**GESTELLTE AUFGABE 1:**
Kannst du von den Zeilen weiter unten (nicht vom Auszug) eine unveränderte Kopie anfertigen, die mit der Zeile beginnt, in der „Task: tag the segway“ steht, und nach der Zeile aufhört, in der „[1351, 515]“ steht?

**AUSZUG:**
===

Aber zurück zu den Wurzeln: Der Kulturkampf in Preußen im Jahr 1887 fand sein Ende, wodurch die Ordensleute aus dem Ausland zurückkehren konnten. Die Schwestern der Kongregation „Unserer Lieben Frau“ kamen aus den USA und den Niederlanden zurück und gründeten in Mülhausen ein neues Kloster. Die Abgeschiedenheit der kleinen Ortschaft und doch die Nähe zum industriellen Ballungsgebiet von Rhein und Ruhr schien der Generaloberin Mutter Maria Chrysostoma günstig gelegen. Sie kaufte die Villa Bongartz nahe der Kurkölnischen Mühle an der Niers. Die neute Ordensniederlassung solle der Erziehung und Bildung von Mädchen dienen.

===

**ERFASSTE DATEN:**
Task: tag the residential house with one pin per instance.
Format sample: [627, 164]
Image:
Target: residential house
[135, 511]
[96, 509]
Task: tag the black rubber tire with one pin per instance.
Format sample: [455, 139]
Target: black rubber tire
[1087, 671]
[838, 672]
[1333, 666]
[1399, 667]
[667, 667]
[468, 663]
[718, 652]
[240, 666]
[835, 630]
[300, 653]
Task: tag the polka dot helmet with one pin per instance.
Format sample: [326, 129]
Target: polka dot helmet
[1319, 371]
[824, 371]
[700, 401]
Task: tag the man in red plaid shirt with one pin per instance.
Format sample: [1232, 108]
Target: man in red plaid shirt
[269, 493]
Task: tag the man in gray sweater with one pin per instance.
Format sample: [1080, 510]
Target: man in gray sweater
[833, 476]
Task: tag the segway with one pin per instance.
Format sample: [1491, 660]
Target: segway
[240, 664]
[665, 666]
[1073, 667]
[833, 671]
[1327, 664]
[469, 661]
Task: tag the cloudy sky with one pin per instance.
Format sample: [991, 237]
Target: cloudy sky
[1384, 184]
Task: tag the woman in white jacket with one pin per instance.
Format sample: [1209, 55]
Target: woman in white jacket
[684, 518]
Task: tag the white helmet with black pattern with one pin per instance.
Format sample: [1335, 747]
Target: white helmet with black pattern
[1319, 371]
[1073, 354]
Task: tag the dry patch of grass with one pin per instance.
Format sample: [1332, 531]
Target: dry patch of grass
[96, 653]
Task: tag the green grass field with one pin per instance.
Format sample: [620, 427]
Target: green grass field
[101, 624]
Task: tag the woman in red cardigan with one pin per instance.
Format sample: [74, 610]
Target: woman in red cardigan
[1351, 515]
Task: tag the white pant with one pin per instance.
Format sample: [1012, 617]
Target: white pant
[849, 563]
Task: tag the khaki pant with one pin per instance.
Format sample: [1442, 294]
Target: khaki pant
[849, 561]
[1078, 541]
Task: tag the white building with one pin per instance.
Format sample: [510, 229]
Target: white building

===

**GESTELLTE AUFGABE 2:**
Kannst du den Auszug über die Klostergründung in Mülhausen oben vollständig und unverändert niederschreiben?

**VOLLSTÄNDIGE ANTWORT 1:**
Task: tag the segway with one pin per instance.
Format sample: [1491, 660]
Target: segway
[240, 664]
[665, 666]
[1073, 667]
[833, 671]
[1327, 664]
[469, 661]
Task: tag the cloudy sky with one pin per instance.
Format sample: [991, 237]
Target: cloudy sky
[1384, 184]
Task: tag the woman in white jacket with one pin per instance.
Format sample: [1209, 55]
Target: woman in white jacket
[684, 518]
Task: tag the white helmet with black pattern with one pin per instance.
Format sample: [1335, 747]
Target: white helmet with black pattern
[1319, 371]
[1073, 354]
Task: tag the dry patch of grass with one pin per instance.
Format sample: [1332, 531]
Target: dry patch of grass
[96, 653]
Task: tag the green grass field with one pin per instance.
Format sample: [620, 427]
Target: green grass field
[101, 624]
Task: tag the woman in red cardigan with one pin per instance.
Format sample: [74, 610]
Target: woman in red cardigan
[1351, 515]

**VOLLSTÄNDIGE ANTWORT 2:**
Aber zurück zu den Wurzeln: Der Kulturkampf in Preußen im Jahr 1887 fand sein Ende, wodurch die Ordensleute aus dem Ausland zurückkehren konnten. Die Schwestern der Kongregation „Unserer Lieben Frau“ kamen aus den USA und den Niederlanden zurück und gründeten in Mülhausen ein neues Kloster. Die Abgeschiedenheit der kleinen Ortschaft und doch die Nähe zum industriellen Ballungsgebiet von Rhein und Ruhr schien der Generaloberin Mutter Maria Chrysostoma günstig gelegen. Sie kaufte die Villa Bongartz nahe der Kurkölnischen Mühle an der Niers. Die neute Ordensniederlassung solle der Erziehung und Bildung von Mädchen dienen.